- INSTRUCTIONS FOR THE TASK: Repeat the line that contains "Each instance of the pectoral" and all lines after it through the end, exactly as they are, minus the pictures.

- SUPPLIED MATERIAL:
+---+

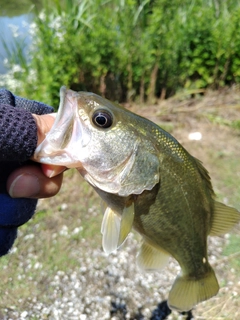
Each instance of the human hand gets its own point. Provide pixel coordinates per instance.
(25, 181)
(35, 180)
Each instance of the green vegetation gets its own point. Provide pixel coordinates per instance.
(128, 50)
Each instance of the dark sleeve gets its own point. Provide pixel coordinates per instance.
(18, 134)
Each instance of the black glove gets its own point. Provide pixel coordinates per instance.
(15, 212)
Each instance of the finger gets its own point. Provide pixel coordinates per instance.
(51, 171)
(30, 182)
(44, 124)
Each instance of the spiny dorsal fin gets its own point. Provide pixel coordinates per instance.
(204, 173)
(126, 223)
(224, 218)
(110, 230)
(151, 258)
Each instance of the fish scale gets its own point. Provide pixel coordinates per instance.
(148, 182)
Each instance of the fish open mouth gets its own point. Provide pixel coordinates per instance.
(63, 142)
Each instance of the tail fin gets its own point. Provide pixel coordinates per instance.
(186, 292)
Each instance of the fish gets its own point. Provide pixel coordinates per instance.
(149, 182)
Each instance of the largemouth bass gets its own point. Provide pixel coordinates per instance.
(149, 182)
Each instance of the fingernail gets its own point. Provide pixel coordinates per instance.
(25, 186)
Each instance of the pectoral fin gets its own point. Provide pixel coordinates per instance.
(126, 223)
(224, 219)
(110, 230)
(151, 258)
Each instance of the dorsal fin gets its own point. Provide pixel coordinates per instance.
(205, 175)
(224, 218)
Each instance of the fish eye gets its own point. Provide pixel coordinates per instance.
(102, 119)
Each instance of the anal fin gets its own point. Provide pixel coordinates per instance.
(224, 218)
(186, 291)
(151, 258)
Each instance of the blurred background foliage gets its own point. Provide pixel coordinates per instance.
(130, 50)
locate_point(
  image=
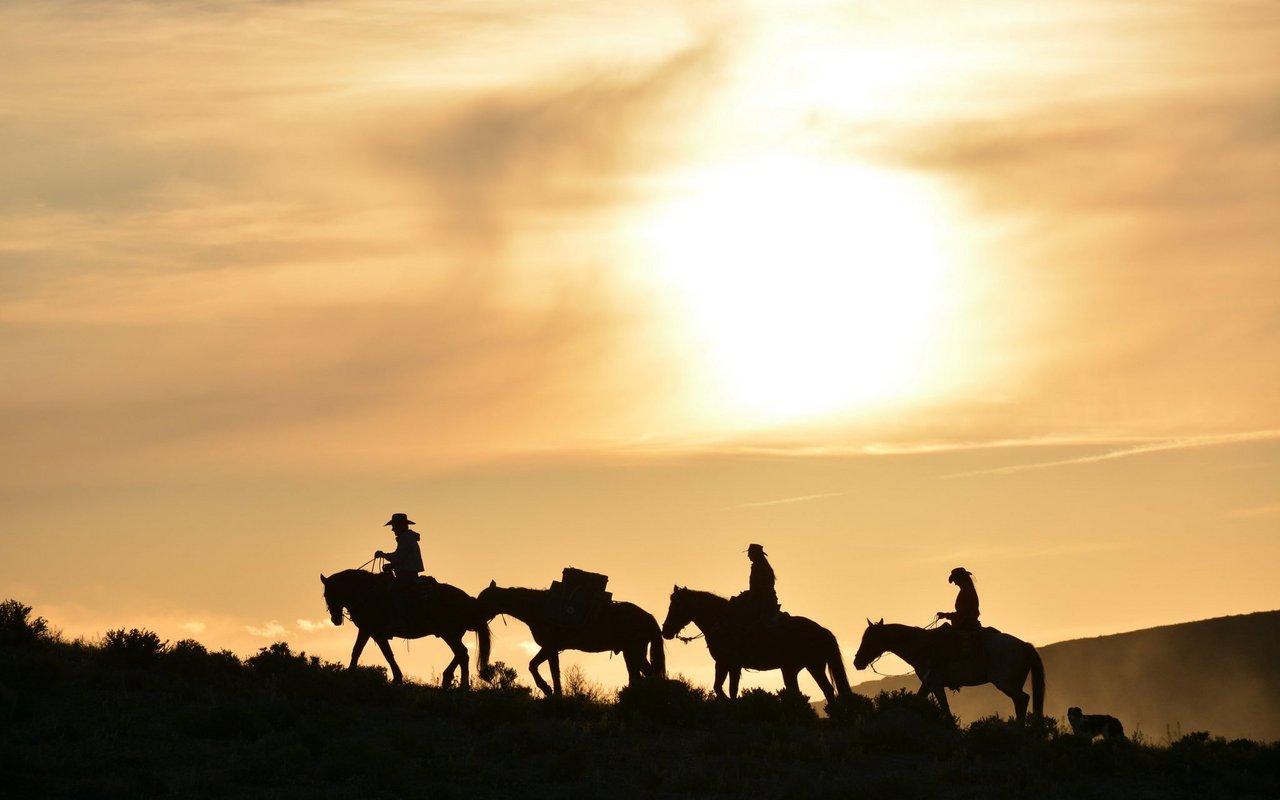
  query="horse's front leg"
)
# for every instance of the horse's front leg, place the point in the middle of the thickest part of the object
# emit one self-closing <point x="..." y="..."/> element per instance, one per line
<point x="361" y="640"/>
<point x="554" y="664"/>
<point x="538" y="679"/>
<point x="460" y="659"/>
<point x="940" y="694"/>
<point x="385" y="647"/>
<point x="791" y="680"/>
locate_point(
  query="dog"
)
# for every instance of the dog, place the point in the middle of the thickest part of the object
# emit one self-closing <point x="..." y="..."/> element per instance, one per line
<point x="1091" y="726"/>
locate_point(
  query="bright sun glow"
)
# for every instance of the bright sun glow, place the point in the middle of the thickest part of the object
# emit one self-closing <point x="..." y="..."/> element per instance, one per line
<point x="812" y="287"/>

+---+

- OUTPUT FOR THIS TASK:
Each instance of the pectoral fin gets its own point. Provide pixel coordinates per instance.
(126, 223)
(224, 219)
(110, 230)
(151, 258)
Each instance of the dorsal fin gets its own point. Provide pixel coordinates per instance.
(205, 175)
(224, 218)
Each instance of the fish eye gets its own point. Provide pixel coordinates per instance.
(102, 119)
Each instance of the anal fin gets its own point. Provide pixel coordinates per instance.
(224, 218)
(186, 291)
(151, 258)
Each instance of the blurred background foliage gets its own point. Provide pixel coordinates per instance.
(130, 50)
locate_point(
  image=
  query="horse's front leg"
)
# for every instance of the horse's front leg, place the point in the middle of the thickest part of the object
# emit one self-closing <point x="..." y="..."/> element per instance, one per line
<point x="361" y="640"/>
<point x="554" y="664"/>
<point x="538" y="679"/>
<point x="460" y="659"/>
<point x="940" y="694"/>
<point x="385" y="647"/>
<point x="791" y="680"/>
locate_point(
  query="dog"
)
# for every instance of the dog, place the point in the middle of the thickest part of the object
# emit one self-closing <point x="..." y="..."/> element per instance, one per line
<point x="1091" y="726"/>
locate_point(
  query="bright sun glow"
)
# for every instance of the bright sun glow, place the point in the middle of the thickest part of the object
# emit one self-closing <point x="..." y="..."/> element per instance, one per line
<point x="812" y="287"/>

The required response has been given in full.